EXERCISE: Your response should be every line from the entries that includes the string "life".
*** DATA SHOWN ***
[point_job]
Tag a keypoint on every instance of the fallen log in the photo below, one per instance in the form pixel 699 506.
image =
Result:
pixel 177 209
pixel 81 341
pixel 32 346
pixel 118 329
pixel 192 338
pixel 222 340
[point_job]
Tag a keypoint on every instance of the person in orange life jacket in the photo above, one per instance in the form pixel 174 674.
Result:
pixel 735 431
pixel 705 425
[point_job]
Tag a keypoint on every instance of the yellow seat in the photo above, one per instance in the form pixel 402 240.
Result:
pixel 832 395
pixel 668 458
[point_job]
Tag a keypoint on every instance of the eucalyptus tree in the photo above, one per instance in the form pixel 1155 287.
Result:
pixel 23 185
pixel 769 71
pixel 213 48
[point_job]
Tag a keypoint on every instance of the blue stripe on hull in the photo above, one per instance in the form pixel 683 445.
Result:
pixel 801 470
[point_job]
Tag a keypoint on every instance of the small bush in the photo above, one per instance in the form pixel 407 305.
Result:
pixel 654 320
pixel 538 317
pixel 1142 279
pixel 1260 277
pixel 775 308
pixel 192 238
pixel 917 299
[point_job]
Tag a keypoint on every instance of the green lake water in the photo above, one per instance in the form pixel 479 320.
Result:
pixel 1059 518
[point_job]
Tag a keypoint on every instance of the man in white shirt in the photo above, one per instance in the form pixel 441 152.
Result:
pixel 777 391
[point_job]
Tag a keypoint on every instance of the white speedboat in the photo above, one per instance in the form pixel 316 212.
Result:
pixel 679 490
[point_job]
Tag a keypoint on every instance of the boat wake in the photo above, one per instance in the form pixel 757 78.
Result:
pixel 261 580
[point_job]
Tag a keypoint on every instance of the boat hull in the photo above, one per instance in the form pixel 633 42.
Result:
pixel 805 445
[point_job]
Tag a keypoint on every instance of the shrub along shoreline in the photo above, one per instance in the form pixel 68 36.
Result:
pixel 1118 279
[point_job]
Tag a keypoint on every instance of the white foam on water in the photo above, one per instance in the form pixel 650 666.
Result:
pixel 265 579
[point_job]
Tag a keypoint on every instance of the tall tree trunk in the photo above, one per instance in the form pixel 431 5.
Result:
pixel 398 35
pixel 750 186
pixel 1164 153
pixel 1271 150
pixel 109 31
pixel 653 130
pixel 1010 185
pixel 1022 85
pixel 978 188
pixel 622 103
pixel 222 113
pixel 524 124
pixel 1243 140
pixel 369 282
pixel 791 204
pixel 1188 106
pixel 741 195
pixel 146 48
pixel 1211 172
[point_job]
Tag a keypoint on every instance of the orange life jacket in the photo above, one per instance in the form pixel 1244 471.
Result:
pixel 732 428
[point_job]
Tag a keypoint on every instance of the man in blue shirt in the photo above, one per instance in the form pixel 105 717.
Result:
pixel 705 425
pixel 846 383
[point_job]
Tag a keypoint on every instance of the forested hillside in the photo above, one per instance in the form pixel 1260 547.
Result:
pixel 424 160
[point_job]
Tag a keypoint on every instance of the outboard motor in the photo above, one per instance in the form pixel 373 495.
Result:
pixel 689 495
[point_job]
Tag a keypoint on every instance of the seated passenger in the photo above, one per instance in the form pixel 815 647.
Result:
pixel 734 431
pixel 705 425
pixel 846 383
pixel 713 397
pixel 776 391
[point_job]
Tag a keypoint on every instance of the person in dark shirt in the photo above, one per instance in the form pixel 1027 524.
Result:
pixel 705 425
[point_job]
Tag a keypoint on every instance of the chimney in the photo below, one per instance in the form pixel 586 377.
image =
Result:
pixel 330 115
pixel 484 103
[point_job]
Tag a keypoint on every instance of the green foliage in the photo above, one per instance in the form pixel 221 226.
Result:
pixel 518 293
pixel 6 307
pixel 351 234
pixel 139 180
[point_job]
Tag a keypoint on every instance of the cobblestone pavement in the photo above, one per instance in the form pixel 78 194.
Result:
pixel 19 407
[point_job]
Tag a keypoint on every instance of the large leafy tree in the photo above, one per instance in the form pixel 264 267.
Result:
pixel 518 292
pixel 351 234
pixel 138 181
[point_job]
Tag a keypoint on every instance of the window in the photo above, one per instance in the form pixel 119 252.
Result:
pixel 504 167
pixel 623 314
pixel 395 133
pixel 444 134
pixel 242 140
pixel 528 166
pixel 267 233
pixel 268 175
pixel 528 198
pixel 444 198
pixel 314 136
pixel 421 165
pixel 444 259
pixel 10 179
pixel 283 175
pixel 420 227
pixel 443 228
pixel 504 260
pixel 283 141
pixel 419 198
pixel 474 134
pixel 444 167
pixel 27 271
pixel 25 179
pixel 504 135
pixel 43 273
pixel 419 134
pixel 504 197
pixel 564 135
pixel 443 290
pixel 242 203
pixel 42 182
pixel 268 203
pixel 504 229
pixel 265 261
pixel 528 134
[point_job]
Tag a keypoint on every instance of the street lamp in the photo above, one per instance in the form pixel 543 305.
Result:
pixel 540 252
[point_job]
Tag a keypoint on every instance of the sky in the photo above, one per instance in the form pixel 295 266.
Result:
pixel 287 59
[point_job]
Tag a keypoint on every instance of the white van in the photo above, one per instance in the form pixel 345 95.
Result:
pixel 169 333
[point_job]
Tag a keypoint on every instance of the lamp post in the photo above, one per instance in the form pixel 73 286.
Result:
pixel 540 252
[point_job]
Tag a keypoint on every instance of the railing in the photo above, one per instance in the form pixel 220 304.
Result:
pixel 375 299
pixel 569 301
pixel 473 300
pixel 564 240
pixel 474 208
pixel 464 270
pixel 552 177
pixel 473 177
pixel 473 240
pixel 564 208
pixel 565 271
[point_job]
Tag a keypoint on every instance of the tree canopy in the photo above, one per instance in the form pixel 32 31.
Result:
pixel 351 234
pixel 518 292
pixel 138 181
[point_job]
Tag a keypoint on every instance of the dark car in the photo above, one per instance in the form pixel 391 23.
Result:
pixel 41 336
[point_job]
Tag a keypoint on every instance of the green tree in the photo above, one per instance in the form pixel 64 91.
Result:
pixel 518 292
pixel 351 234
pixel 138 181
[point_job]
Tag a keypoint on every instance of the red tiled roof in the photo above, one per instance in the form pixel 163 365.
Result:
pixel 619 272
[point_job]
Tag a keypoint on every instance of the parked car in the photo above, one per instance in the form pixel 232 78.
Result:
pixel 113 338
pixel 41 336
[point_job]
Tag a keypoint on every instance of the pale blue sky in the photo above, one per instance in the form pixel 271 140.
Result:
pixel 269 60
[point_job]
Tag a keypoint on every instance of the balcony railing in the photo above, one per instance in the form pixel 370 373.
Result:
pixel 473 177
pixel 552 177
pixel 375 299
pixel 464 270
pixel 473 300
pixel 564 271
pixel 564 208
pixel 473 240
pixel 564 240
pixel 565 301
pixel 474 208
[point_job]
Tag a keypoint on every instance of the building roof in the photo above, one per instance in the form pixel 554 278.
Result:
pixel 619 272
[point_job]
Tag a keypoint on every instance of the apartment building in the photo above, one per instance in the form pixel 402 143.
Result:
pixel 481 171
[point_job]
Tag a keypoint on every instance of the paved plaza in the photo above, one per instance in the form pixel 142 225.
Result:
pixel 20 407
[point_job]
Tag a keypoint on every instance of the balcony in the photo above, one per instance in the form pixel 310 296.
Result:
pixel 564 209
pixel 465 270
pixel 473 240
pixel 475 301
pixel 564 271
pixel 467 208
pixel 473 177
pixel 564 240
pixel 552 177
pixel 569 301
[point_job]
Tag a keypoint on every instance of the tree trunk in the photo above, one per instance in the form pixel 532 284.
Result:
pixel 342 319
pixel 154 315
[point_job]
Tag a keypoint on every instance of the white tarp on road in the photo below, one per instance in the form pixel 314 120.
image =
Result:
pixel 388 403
*** End of DATA SHOWN ***
RESULT:
Tag a keypoint on every instance of the person in orange life jacket in the photo above, one per instance in the form pixel 174 674.
Tag a keypoint on every instance of the orange life jacket in the photo above, one per instance in the form pixel 1244 471.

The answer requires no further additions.